Natural language region descriptions:
[Start of Attachment]

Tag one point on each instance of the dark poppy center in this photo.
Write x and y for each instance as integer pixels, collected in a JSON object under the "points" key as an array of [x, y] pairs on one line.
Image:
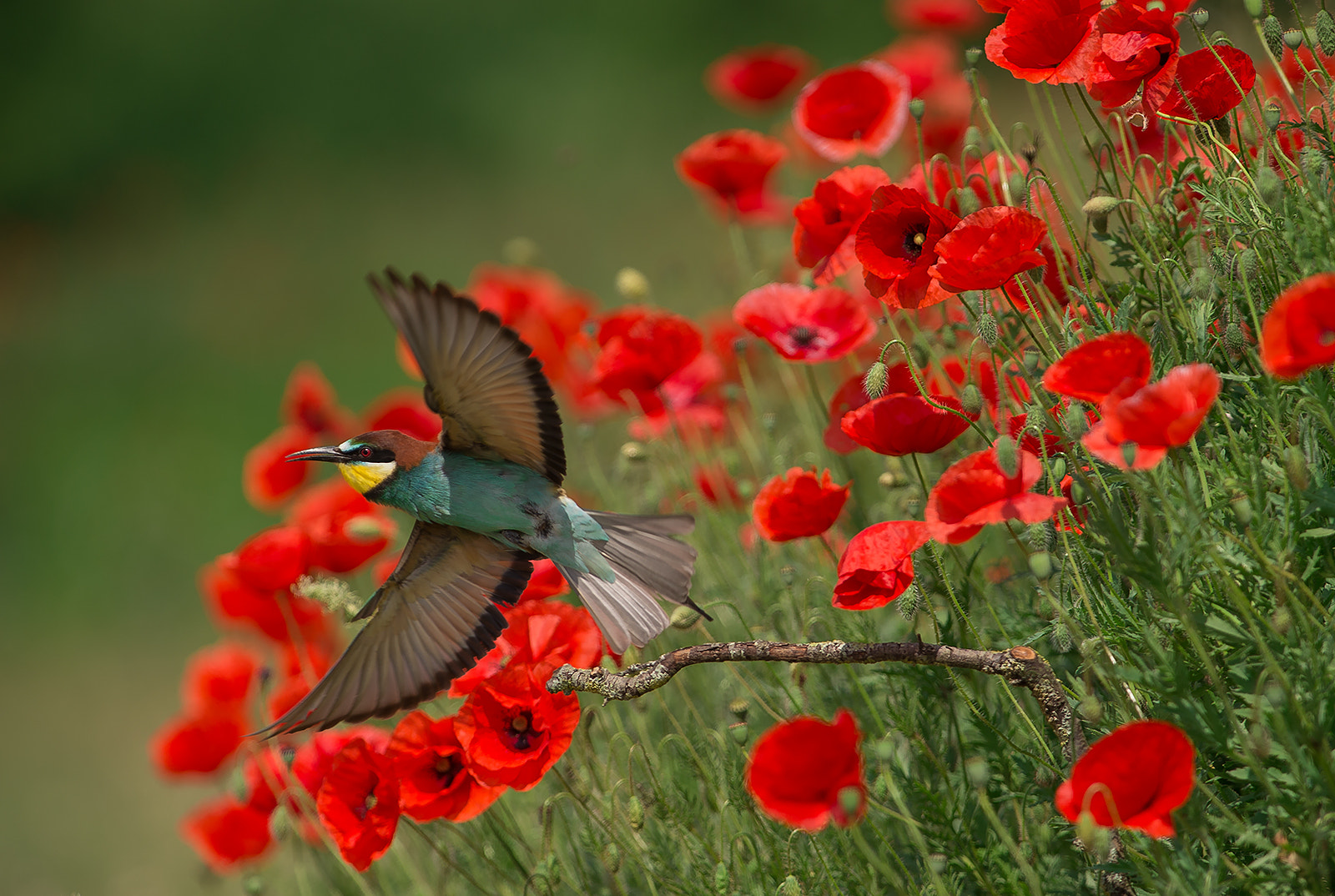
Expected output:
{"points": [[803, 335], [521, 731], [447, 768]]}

[End of Attachment]
[Start of Attachment]

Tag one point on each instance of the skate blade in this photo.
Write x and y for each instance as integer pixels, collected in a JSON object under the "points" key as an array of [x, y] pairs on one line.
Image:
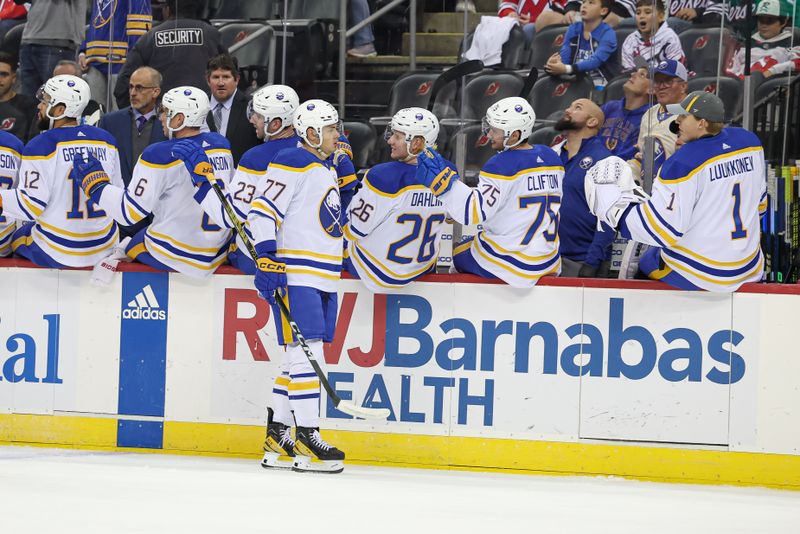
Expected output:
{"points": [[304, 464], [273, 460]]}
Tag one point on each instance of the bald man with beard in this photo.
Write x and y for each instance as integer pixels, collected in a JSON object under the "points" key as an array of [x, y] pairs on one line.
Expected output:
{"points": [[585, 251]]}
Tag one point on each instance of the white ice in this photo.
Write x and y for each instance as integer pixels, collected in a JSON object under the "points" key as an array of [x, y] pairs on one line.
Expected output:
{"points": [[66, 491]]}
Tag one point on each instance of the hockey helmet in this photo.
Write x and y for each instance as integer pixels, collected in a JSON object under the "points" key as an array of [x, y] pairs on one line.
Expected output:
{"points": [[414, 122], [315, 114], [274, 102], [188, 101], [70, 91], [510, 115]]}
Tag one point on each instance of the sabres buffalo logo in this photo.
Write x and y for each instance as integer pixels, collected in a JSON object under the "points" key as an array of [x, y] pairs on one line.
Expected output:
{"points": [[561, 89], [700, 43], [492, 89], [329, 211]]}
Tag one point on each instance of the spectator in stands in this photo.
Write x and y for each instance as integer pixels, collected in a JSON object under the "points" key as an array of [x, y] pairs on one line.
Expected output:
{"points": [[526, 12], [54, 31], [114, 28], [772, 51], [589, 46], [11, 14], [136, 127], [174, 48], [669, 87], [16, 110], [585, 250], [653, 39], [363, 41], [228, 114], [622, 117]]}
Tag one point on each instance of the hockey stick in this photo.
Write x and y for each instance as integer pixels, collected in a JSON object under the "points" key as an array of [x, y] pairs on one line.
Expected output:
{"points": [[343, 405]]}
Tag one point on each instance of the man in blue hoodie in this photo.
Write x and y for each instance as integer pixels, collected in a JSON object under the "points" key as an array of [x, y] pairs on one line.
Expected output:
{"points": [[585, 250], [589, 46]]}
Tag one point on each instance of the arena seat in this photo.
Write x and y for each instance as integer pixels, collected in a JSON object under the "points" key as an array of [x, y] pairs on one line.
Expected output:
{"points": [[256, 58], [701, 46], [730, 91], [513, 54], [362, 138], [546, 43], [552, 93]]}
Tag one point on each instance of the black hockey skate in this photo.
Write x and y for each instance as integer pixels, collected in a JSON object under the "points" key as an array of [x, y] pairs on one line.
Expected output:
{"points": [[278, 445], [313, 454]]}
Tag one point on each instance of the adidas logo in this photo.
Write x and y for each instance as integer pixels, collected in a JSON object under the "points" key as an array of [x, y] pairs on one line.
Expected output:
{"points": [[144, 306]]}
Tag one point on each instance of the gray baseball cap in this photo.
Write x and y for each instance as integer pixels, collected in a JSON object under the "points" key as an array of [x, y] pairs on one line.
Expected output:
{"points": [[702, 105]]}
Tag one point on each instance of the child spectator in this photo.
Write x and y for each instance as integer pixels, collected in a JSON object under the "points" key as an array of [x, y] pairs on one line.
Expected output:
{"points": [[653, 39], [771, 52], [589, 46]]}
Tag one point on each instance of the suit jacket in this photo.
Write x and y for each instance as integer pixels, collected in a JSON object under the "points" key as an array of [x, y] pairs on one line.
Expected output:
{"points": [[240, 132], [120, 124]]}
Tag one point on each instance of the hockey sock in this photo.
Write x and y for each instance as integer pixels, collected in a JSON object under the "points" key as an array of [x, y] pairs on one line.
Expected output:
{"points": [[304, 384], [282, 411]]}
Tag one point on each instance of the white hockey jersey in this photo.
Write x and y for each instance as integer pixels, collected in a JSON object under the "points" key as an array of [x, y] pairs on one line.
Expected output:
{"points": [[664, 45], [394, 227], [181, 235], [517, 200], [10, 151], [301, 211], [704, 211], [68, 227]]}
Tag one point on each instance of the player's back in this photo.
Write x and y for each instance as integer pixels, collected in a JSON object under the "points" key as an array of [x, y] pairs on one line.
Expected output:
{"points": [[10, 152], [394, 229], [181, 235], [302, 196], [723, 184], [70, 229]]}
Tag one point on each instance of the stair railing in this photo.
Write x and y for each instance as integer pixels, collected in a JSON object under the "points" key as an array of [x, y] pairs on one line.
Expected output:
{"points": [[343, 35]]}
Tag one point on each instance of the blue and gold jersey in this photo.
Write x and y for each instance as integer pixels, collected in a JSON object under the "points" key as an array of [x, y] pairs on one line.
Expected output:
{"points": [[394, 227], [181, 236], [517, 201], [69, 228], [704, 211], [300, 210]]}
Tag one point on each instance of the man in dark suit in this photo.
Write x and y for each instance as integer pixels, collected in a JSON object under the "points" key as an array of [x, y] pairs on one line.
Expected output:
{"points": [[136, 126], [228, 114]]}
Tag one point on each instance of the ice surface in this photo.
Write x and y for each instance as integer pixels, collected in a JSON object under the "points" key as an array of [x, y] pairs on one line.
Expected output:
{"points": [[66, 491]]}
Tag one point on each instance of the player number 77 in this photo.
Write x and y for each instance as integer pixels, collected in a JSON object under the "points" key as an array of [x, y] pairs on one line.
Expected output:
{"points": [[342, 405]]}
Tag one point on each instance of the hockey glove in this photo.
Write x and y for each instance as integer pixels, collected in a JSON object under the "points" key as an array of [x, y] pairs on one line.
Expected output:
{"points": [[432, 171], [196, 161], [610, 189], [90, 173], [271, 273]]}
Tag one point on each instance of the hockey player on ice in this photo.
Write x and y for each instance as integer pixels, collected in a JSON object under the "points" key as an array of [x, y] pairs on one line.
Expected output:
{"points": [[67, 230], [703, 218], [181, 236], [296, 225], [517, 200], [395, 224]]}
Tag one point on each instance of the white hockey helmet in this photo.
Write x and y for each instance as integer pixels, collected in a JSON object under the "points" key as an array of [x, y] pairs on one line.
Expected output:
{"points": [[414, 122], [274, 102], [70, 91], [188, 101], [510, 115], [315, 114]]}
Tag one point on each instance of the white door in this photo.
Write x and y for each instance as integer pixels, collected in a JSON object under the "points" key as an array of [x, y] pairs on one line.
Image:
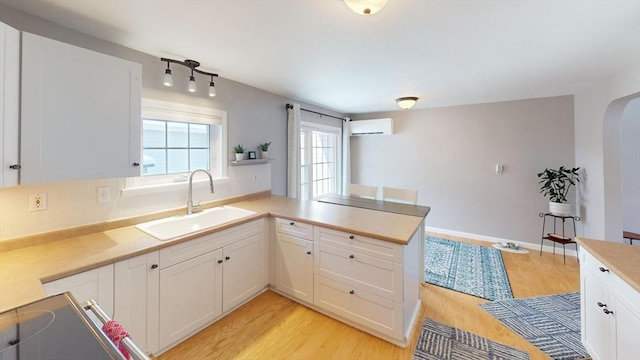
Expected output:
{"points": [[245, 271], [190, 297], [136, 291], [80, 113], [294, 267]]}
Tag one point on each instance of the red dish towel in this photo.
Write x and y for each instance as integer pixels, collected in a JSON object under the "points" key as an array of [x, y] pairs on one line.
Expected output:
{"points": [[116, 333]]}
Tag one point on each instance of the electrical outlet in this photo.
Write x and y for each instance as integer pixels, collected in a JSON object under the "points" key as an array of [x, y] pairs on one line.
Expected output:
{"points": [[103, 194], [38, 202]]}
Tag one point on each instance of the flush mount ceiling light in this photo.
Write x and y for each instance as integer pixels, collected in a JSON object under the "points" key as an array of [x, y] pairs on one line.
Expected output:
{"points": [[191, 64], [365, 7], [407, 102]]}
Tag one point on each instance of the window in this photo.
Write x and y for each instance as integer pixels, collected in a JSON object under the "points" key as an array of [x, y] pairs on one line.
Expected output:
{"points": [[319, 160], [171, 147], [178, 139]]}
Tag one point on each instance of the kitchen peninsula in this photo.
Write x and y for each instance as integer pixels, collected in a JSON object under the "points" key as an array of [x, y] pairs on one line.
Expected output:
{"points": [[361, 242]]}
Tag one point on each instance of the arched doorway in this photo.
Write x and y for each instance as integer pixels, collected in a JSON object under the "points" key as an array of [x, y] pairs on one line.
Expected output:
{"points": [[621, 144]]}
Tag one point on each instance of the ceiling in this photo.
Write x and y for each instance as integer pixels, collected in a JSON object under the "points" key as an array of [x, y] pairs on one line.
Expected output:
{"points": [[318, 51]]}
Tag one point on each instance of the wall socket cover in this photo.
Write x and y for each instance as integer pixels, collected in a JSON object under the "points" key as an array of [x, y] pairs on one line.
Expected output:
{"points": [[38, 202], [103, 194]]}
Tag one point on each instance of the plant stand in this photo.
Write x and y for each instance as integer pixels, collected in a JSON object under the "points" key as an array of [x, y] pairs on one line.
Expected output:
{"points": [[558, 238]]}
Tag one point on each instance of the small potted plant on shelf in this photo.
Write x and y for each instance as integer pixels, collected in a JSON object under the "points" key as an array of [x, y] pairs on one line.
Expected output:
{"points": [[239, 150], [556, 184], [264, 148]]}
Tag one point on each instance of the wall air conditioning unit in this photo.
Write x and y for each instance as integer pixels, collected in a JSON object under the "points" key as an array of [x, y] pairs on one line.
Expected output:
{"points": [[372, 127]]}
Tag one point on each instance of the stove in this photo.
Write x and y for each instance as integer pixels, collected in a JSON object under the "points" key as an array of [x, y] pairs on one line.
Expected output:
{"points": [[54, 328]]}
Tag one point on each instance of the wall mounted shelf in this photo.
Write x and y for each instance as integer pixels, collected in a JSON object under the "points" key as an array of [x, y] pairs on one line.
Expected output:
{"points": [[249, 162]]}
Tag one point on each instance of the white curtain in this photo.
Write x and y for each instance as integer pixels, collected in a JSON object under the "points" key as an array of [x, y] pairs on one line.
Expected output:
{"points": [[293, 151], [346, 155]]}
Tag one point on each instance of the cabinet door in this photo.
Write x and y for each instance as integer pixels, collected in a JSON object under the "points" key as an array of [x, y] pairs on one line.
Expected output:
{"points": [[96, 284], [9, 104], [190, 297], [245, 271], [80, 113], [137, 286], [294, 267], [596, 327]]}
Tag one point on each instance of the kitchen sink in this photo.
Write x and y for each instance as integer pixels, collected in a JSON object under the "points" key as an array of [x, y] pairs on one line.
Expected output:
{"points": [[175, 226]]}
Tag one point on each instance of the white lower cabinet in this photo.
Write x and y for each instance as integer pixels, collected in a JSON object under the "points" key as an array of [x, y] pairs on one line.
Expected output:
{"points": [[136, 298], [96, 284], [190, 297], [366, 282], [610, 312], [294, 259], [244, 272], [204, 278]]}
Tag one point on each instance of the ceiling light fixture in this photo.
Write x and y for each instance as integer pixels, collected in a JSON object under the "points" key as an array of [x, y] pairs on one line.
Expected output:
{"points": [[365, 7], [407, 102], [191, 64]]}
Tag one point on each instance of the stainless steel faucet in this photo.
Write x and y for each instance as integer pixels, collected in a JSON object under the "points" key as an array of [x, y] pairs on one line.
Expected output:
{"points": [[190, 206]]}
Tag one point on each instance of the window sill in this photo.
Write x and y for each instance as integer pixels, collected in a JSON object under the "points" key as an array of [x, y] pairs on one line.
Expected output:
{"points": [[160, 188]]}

[End of Attachment]

Copy every line from the records above that contains the word "blue".

Tag one point on each instance of the man in blue hoodie in this photo.
Tag one point on each instance of the blue and gold jersey in this photo.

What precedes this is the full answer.